J’ai été étonné de voir le nombre d’articles de presse et de réseaux sociaux évoquant un rapport de la Haute Autorité de santé (HAS) sur la maladie de Lyme (Quotidien du Médecin, JIM, et la communiqué AFIS qui précise que 12 organisations n’ont pas voulu signer le rapport, etc… à lire...). Quand les « experts » se battent dans un marigot, c’est qu’aucune règle du jeu n’a été proposée. Cela semble être le cas pour la HAS car l’analyse de la littérature est devenue un exercice intellectuel privilégiant des courants de pensée et ignorant la méthodologie de recherche scientifique et le concept de preuve scientifique. A l’époque des fake news, certains combats sont-ils perdus d’avance ? Regardez le billet d’hier sur les ‘Mute news’ à propos de l’affaire honteuse de GE Séralini.
Je précise que j’ai un lien d’intérêt ancien de 18 ans, ayant participé aux missions de l’ANDEM et de l’ANAES, avant l'années 2000, et avant la création de la HAS. Je connais les méthodes d'analyse de la littérature !

**Données affichées**

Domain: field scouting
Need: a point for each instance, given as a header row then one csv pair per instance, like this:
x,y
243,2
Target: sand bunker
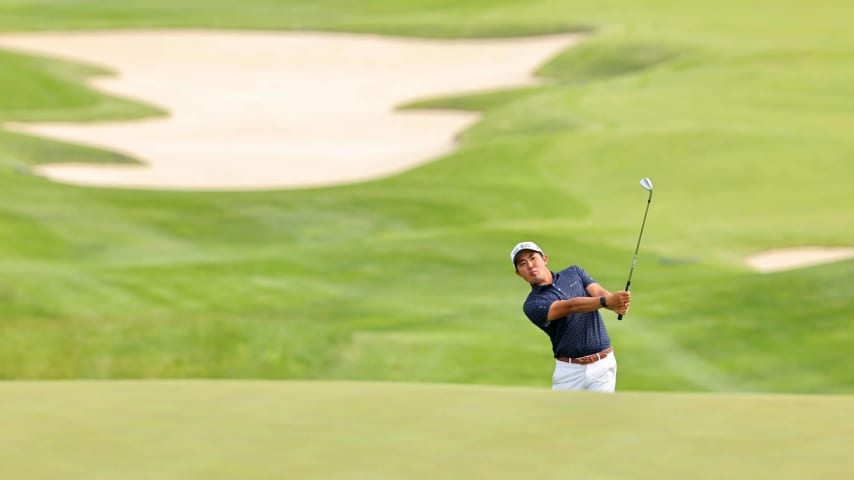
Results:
x,y
252,110
791,258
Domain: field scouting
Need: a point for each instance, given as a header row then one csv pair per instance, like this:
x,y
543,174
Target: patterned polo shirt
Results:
x,y
577,334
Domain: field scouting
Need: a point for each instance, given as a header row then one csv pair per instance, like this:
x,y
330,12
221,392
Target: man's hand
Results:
x,y
619,301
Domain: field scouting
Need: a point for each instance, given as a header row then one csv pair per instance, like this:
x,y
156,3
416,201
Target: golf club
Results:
x,y
647,185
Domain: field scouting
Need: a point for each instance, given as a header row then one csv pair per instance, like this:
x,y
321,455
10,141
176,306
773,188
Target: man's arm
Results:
x,y
562,308
618,302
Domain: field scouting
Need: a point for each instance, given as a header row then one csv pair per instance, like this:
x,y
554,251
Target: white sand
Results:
x,y
254,110
791,258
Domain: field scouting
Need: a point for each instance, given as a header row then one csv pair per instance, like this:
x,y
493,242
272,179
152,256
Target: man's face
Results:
x,y
533,267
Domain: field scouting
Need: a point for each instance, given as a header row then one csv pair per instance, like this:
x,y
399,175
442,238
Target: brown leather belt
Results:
x,y
589,358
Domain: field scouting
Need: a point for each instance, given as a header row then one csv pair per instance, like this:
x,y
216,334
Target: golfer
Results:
x,y
566,306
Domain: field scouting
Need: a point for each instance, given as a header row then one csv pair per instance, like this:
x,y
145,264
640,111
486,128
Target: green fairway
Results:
x,y
248,430
740,112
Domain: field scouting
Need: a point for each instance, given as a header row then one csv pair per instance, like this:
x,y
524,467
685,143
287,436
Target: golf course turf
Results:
x,y
375,330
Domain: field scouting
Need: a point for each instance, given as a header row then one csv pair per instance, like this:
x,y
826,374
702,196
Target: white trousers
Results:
x,y
599,376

**Consigne de travail**
Dans le passage sur le rapport de la HAS consacré à la maladie de Lyme, combien d'organisations n'ont pas voulu signer ce rapport d'après le communiqué de l'AFIS ?

**Espace de réponse**
12 organisations.